[Begin]

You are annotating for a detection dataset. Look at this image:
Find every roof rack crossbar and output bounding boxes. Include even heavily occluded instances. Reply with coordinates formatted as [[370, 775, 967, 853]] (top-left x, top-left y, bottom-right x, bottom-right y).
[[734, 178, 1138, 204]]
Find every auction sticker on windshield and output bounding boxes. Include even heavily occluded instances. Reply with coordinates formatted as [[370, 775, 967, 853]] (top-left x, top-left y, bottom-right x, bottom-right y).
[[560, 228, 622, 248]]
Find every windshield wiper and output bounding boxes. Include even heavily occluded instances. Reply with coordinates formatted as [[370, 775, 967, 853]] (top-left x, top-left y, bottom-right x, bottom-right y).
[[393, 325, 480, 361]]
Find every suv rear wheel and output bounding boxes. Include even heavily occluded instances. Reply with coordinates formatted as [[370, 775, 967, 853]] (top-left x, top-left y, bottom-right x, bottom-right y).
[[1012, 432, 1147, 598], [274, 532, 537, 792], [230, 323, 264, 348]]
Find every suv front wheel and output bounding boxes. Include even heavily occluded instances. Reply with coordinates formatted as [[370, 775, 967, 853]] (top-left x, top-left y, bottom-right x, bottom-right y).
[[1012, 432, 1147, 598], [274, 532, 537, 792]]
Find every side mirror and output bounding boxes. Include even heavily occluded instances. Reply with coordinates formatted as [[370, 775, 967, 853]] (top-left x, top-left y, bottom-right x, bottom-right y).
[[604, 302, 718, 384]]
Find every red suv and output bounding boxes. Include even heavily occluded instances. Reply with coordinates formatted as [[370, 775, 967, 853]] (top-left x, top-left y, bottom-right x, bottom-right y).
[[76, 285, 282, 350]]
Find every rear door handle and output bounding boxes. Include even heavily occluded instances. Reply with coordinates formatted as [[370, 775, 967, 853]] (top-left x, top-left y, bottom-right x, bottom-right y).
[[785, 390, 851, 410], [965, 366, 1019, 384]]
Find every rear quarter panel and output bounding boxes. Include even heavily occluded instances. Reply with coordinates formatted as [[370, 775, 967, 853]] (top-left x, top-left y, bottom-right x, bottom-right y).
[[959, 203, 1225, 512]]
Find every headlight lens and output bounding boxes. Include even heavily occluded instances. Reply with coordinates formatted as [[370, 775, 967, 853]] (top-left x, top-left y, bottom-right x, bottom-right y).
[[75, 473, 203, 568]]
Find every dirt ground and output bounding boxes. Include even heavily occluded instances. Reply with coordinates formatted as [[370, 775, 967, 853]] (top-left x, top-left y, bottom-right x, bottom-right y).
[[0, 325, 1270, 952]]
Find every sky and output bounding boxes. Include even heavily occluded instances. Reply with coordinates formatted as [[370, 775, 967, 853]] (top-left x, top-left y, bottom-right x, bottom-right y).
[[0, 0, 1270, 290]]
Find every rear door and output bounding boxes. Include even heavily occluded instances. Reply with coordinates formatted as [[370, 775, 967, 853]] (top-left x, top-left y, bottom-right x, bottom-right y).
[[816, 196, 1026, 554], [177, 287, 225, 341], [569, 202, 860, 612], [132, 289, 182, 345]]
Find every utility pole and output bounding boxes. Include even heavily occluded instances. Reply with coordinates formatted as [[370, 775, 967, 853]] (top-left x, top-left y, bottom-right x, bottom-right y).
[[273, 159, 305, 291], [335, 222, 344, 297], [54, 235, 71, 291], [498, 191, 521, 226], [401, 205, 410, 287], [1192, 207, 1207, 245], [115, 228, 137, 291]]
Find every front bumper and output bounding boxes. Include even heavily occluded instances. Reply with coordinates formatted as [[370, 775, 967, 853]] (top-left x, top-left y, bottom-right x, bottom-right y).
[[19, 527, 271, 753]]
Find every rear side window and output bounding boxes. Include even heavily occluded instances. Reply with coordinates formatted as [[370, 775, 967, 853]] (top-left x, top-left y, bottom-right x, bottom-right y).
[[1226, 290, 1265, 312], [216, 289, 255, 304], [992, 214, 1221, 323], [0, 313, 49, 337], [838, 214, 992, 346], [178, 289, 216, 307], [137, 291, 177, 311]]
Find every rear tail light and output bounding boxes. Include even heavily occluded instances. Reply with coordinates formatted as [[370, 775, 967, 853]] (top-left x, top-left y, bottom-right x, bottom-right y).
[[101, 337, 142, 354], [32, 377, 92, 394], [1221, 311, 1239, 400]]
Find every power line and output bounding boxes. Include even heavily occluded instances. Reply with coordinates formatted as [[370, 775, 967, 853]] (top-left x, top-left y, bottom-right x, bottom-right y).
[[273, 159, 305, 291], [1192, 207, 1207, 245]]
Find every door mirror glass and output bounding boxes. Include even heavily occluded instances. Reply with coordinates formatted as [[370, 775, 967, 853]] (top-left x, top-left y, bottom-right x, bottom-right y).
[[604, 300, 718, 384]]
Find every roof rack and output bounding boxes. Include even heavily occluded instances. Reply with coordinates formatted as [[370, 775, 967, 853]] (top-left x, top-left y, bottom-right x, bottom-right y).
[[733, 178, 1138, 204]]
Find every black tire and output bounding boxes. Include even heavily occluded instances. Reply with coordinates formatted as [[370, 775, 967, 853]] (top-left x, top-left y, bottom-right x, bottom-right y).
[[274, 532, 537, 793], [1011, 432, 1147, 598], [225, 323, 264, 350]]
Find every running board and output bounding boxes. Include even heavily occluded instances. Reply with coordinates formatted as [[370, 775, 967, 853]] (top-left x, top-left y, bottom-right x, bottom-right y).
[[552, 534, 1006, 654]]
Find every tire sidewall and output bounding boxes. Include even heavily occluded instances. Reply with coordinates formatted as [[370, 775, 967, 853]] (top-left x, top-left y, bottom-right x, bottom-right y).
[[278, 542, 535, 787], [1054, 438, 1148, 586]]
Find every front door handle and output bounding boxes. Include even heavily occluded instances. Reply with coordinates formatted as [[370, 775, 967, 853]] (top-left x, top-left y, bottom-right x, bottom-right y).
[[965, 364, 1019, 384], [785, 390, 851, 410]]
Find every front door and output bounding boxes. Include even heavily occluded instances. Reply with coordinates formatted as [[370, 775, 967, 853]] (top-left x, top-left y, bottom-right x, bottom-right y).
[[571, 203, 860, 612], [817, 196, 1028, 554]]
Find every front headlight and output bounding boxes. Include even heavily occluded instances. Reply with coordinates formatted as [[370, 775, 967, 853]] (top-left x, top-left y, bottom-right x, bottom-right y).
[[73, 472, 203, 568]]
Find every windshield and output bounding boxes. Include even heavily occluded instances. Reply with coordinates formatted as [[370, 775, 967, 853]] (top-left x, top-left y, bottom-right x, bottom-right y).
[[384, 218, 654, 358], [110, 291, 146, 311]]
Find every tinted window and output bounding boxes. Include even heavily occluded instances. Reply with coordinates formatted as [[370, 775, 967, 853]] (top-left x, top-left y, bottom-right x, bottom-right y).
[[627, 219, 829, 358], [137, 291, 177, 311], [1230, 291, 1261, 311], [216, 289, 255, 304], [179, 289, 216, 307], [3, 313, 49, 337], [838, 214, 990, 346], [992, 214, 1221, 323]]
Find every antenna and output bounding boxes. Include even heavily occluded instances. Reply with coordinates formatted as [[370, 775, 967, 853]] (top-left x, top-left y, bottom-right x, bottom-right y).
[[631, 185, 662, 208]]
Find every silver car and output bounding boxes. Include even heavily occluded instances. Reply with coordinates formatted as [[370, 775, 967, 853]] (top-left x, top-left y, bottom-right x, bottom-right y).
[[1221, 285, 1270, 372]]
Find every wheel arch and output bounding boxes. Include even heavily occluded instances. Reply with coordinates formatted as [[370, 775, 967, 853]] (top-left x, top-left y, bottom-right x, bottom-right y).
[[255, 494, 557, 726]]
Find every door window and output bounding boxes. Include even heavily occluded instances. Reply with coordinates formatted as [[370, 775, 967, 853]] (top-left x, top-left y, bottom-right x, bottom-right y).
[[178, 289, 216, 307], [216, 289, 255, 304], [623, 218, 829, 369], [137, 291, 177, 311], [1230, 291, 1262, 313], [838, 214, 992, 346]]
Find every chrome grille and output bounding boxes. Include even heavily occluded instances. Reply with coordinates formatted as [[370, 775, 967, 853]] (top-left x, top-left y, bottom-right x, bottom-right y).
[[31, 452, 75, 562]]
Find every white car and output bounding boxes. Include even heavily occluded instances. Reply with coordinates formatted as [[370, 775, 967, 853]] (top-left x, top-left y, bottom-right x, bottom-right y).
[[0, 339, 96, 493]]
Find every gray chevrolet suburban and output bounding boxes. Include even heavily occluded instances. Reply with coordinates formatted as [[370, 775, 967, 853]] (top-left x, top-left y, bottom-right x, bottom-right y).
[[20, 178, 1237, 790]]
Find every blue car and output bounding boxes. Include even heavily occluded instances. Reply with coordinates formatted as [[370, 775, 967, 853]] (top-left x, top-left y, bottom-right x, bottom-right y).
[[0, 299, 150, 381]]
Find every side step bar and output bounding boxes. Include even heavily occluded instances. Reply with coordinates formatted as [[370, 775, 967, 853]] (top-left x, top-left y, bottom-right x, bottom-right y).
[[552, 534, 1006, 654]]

[End]

- [Problem details]
Please retype the records starting at the line that contains "Find every black" and ending at the line that contains "323, 264, 350]]", with both of those lines included.

- [Worked answer]
Find every black tire and output bounding boxes. Include even heavily occluded instances. Reply with coordinates formatted as [[370, 775, 967, 853]] (top-left x, top-left y, bottom-right x, bottom-right y).
[[274, 532, 537, 793], [1011, 432, 1147, 598], [225, 323, 264, 350]]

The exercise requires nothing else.